** Start of Document **

# 39 twinflex



## volksboy57 (Feb 10, 2017)

neat:  https://wyoming.craigslist.org/bik/5996477165.html 3000 bucks


----------



## Bikermaniac (Feb 10, 2017)

Wow!


----------



## fordmike65 (Feb 10, 2017)

No guard


And headlight looks like a repoop toploader. Nice paint tho!


----------



## kreika (Feb 10, 2017)

Sweet pedals......rrrrred.


----------



## island schwinn (Feb 10, 2017)

I'll take it!!!!!!!!!
Anybody wanna loan me some money


----------



## Freqman1 (Feb 11, 2017)

I'm thinking that bike is a lot rougher than it looks in the pics. The missing guard is a for sure deal killer at that price. I'm also betting you wouldn't be happy with the paint job if you saw it up close. V/r Shawn


----------



## kreika (Feb 11, 2017)

Rack had to many books on it....

** End of Document **
** Start of Record extracts **

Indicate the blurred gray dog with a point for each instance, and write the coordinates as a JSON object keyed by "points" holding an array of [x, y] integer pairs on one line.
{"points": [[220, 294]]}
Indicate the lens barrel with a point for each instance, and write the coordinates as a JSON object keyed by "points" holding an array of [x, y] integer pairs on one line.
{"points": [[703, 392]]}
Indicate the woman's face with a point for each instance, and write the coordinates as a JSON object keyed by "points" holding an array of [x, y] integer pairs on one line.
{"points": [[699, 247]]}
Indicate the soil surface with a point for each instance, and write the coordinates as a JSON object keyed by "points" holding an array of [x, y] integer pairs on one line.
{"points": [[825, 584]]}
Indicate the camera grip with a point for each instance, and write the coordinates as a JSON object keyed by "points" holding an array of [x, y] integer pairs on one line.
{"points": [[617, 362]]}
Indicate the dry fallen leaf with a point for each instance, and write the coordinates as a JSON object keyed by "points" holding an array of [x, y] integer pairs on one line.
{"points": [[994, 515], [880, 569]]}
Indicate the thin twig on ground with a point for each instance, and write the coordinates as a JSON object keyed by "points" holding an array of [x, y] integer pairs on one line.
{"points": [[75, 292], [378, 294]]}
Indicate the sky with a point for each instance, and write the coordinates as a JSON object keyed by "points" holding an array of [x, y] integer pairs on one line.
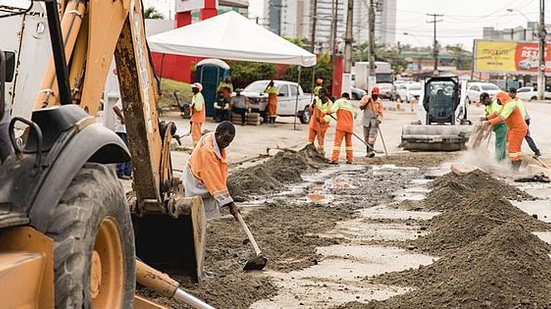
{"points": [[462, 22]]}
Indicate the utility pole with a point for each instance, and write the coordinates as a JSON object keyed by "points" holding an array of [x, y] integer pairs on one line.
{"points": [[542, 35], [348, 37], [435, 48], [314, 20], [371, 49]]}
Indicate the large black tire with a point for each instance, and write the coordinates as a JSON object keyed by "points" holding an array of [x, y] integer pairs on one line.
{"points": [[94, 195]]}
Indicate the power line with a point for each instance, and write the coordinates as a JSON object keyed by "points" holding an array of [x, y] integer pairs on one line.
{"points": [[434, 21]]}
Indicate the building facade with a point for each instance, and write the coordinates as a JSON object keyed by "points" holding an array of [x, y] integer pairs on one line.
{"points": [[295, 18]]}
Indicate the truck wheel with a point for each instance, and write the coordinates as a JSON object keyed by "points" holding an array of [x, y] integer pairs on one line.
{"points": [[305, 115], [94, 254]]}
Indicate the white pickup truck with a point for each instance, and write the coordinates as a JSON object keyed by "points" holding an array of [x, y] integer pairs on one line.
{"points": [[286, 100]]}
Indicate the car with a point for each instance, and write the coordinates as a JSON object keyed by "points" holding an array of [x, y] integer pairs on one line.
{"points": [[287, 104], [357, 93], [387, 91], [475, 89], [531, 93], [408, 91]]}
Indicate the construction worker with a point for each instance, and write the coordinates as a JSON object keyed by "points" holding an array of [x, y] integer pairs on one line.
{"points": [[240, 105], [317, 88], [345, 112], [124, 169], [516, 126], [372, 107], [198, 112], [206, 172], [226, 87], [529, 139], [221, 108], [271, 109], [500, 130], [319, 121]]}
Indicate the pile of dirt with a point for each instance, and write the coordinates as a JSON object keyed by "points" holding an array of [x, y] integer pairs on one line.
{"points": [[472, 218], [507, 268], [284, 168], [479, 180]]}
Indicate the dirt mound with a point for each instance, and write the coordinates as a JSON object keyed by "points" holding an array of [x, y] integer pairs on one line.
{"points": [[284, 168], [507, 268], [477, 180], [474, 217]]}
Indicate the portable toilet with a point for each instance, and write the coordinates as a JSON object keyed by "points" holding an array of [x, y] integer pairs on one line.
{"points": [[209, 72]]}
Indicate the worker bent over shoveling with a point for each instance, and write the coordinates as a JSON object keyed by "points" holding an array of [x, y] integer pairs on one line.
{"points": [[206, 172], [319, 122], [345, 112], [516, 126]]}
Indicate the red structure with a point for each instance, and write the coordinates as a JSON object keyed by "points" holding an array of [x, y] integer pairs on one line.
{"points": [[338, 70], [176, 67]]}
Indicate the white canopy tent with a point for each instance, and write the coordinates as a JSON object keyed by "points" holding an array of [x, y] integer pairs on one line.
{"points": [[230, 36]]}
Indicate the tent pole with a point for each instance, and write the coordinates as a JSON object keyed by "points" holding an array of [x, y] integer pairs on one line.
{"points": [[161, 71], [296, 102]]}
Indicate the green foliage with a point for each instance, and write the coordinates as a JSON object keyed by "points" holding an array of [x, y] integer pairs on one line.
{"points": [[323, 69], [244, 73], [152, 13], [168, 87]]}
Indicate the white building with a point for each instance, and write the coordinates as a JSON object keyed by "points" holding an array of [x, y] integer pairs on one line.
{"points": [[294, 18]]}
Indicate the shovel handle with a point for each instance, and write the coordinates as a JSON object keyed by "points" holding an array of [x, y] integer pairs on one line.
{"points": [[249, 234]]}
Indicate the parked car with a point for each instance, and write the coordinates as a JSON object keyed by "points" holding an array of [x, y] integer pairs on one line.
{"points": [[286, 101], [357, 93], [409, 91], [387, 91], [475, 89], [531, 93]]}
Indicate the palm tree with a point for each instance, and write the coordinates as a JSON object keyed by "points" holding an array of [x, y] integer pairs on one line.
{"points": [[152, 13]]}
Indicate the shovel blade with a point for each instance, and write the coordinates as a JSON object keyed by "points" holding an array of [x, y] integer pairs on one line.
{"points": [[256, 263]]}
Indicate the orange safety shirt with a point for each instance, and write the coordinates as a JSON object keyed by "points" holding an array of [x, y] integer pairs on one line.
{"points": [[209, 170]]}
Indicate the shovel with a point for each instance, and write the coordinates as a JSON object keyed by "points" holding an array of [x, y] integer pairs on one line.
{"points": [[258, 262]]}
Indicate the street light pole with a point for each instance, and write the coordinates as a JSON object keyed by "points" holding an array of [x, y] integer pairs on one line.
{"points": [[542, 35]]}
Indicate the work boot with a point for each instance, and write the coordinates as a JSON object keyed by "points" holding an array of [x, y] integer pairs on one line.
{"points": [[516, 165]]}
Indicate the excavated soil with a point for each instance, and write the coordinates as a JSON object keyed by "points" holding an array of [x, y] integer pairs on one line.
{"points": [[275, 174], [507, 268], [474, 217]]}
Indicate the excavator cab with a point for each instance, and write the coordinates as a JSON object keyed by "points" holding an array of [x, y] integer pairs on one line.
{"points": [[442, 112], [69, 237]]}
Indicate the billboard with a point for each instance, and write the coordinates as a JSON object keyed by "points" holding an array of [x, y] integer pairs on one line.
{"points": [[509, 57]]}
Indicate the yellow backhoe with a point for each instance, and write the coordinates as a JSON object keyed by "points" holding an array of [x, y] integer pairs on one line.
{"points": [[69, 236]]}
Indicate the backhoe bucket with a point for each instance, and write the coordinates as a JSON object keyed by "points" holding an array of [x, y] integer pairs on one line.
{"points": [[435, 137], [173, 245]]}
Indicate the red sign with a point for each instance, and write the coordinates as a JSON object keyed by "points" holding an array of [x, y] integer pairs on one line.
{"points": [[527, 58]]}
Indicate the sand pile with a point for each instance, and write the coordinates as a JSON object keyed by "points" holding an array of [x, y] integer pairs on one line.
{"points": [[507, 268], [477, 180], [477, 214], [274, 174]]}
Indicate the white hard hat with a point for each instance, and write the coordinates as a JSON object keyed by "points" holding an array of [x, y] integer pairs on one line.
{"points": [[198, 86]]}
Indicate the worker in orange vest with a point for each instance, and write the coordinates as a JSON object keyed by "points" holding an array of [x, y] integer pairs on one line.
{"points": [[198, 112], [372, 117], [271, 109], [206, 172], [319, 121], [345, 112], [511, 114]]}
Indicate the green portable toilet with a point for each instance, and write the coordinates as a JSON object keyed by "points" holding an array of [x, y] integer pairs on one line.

** End of Record extracts **

Challenges -
**1.** Return each line of the records that contains the string "green". Matches must have the same case.
**2.** Continue the forum thread about the Twinflex for sale from its last post.
The records have no connection to the forum thread about the Twinflex listing.

Answers for the exercise -
**1.**
Indicate the green foliage with a point for each instance, and write the coordinates as a JSON object keyed by "points" holding an array of [x, y] integer pairs on one line.
Indicate the green portable toilet with a point for each instance, and write the coordinates as a JSON object keyed by "points" holding an array of [x, y] integer pairs on one line.

**2.**
----------



## bikewhorder (Feb 11, 2017)

Didn't Jkent have one of these for sale recently?


----------



## John (Feb 11, 2017)

When you use a Schwinn chain ring on a restore and the correct ring cost about $10.00 it's a red flag


----------



## kreika (Feb 11, 2017)

John said:


> When you use a Schwinn chain ring on a restore and the correct ring cost about $10.00 it's a red flag




That cheapo light too


----------



## VintageSchwinn.com (Feb 12, 2017)

Paint looks bad, that front fork looks bent.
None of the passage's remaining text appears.